- **Task directions**: Put every line of the records below into a numbered list, skipping blank lines and leaving out the pictures.
[START]
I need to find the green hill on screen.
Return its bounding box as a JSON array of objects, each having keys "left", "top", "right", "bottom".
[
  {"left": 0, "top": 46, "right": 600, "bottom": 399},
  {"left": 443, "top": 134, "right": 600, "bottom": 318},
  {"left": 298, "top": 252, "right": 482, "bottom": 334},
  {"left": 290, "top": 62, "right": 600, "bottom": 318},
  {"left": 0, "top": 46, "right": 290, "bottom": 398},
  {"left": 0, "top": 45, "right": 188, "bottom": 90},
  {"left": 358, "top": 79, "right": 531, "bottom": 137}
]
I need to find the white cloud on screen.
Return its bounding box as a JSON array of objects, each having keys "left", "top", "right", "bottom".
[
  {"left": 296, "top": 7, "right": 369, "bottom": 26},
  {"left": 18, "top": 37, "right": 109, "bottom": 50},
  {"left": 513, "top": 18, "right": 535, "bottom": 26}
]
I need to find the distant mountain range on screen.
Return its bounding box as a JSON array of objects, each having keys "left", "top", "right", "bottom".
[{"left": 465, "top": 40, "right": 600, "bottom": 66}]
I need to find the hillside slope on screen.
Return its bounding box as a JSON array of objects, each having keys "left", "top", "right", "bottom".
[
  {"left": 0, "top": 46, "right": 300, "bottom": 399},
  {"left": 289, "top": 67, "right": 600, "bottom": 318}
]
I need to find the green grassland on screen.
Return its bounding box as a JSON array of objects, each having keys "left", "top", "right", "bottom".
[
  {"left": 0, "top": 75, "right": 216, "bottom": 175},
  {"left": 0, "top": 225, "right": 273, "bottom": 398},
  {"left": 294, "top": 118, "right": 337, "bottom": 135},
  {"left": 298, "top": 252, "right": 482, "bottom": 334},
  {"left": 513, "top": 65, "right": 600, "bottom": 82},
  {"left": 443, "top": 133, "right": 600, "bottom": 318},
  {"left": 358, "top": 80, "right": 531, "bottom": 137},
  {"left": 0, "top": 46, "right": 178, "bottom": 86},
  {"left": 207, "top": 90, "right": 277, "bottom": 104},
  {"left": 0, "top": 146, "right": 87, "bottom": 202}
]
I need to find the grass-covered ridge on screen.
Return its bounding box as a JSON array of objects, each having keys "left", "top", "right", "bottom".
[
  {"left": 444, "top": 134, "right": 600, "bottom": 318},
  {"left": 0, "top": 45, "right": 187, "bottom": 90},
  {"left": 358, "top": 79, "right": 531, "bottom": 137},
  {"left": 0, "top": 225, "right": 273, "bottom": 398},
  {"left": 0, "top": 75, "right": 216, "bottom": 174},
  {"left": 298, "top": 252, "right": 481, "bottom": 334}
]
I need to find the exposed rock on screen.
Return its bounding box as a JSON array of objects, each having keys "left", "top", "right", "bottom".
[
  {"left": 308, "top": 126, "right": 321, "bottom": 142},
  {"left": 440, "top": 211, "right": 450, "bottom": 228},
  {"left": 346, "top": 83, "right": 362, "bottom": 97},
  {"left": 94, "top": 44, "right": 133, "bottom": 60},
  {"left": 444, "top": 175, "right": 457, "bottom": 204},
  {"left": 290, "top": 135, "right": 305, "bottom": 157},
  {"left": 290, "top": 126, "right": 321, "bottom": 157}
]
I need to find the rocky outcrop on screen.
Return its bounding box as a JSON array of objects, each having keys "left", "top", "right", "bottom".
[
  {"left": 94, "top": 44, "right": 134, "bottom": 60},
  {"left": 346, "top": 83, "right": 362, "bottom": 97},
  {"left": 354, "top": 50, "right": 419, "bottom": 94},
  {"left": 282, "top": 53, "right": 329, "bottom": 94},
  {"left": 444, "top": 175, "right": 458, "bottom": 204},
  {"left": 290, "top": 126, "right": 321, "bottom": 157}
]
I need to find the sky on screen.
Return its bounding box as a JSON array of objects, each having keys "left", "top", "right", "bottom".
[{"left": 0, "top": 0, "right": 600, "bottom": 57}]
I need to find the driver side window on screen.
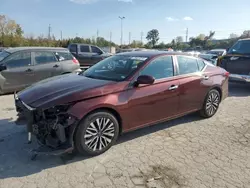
[END]
- **Written reply**:
1. I need to find the green hill on screen.
2. Return its bounding box as a JSON array of objects, each having keys "left", "top", "right", "bottom".
3. [
4.   {"left": 0, "top": 46, "right": 600, "bottom": 399},
5.   {"left": 443, "top": 134, "right": 600, "bottom": 318},
6.   {"left": 298, "top": 252, "right": 482, "bottom": 334},
7.   {"left": 290, "top": 62, "right": 600, "bottom": 318},
8.   {"left": 0, "top": 46, "right": 290, "bottom": 398},
9.   {"left": 0, "top": 45, "right": 188, "bottom": 90},
10.   {"left": 358, "top": 79, "right": 531, "bottom": 137}
11. ]
12. I need to find the white cloud on screen.
13. Return its bounding box as a JSON array of objects, each having keys "left", "top", "right", "bottom".
14. [
15.   {"left": 296, "top": 7, "right": 369, "bottom": 26},
16.   {"left": 18, "top": 37, "right": 109, "bottom": 50},
17.   {"left": 513, "top": 18, "right": 535, "bottom": 26}
18. ]
19. I need to find the distant mountain range on screen.
20. Return its bounding box as a JSON array of objects, each having keys "left", "top", "right", "bottom".
21. [{"left": 465, "top": 40, "right": 600, "bottom": 66}]
22. I need to find the hillside slope on screen.
23. Return its bounding box as a JSON array of objects, each having keys "left", "top", "right", "bottom".
24. [
25.   {"left": 0, "top": 46, "right": 300, "bottom": 399},
26.   {"left": 289, "top": 67, "right": 600, "bottom": 318}
27. ]
28. I need to find the green grassland on screen.
29. Return its bounding box as a JSON array of objects, each having keys "left", "top", "right", "bottom".
30. [
31.   {"left": 0, "top": 75, "right": 216, "bottom": 175},
32.   {"left": 0, "top": 225, "right": 273, "bottom": 398},
33.   {"left": 294, "top": 118, "right": 337, "bottom": 135},
34.   {"left": 298, "top": 252, "right": 482, "bottom": 334},
35.   {"left": 513, "top": 65, "right": 600, "bottom": 82},
36.   {"left": 443, "top": 133, "right": 600, "bottom": 318},
37.   {"left": 358, "top": 80, "right": 531, "bottom": 137},
38.   {"left": 0, "top": 46, "right": 178, "bottom": 86},
39.   {"left": 207, "top": 90, "right": 277, "bottom": 104},
40.   {"left": 0, "top": 146, "right": 87, "bottom": 202}
41. ]
42. I need to find the grass-covered ridge on screen.
43. Return its bounding box as a JSON array of objects, each having keys "left", "top", "right", "bottom".
44. [
45.   {"left": 444, "top": 134, "right": 600, "bottom": 318},
46.   {"left": 0, "top": 45, "right": 187, "bottom": 90},
47.   {"left": 358, "top": 79, "right": 531, "bottom": 137},
48.   {"left": 0, "top": 225, "right": 273, "bottom": 398},
49.   {"left": 0, "top": 75, "right": 216, "bottom": 174},
50.   {"left": 298, "top": 252, "right": 481, "bottom": 334}
51. ]
52. I need to find the exposed rock on screen.
53. Return its bounding box as a JSON array of objects, each having keys "left", "top", "right", "bottom".
54. [
55.   {"left": 308, "top": 126, "right": 321, "bottom": 142},
56.   {"left": 440, "top": 211, "right": 450, "bottom": 228},
57.   {"left": 346, "top": 83, "right": 362, "bottom": 97},
58.   {"left": 94, "top": 44, "right": 133, "bottom": 60},
59.   {"left": 444, "top": 175, "right": 457, "bottom": 204},
60.   {"left": 290, "top": 135, "right": 305, "bottom": 157},
61.   {"left": 290, "top": 126, "right": 321, "bottom": 157}
62. ]
63. I need to find the rocky outcrop on screen.
64. Return its bounding box as a JSON array of objects, each having keys "left", "top", "right", "bottom".
65. [
66.   {"left": 94, "top": 44, "right": 134, "bottom": 60},
67.   {"left": 346, "top": 83, "right": 362, "bottom": 97},
68.   {"left": 354, "top": 50, "right": 419, "bottom": 94},
69.   {"left": 282, "top": 53, "right": 329, "bottom": 94},
70.   {"left": 444, "top": 175, "right": 458, "bottom": 204},
71.   {"left": 290, "top": 126, "right": 321, "bottom": 157}
72. ]
73. I need to find the sky on screen.
74. Return its bounding box as a JSON array of objects, each having keys "left", "top", "right", "bottom".
75. [{"left": 0, "top": 0, "right": 600, "bottom": 57}]
76. I need to find the driver side window on screen.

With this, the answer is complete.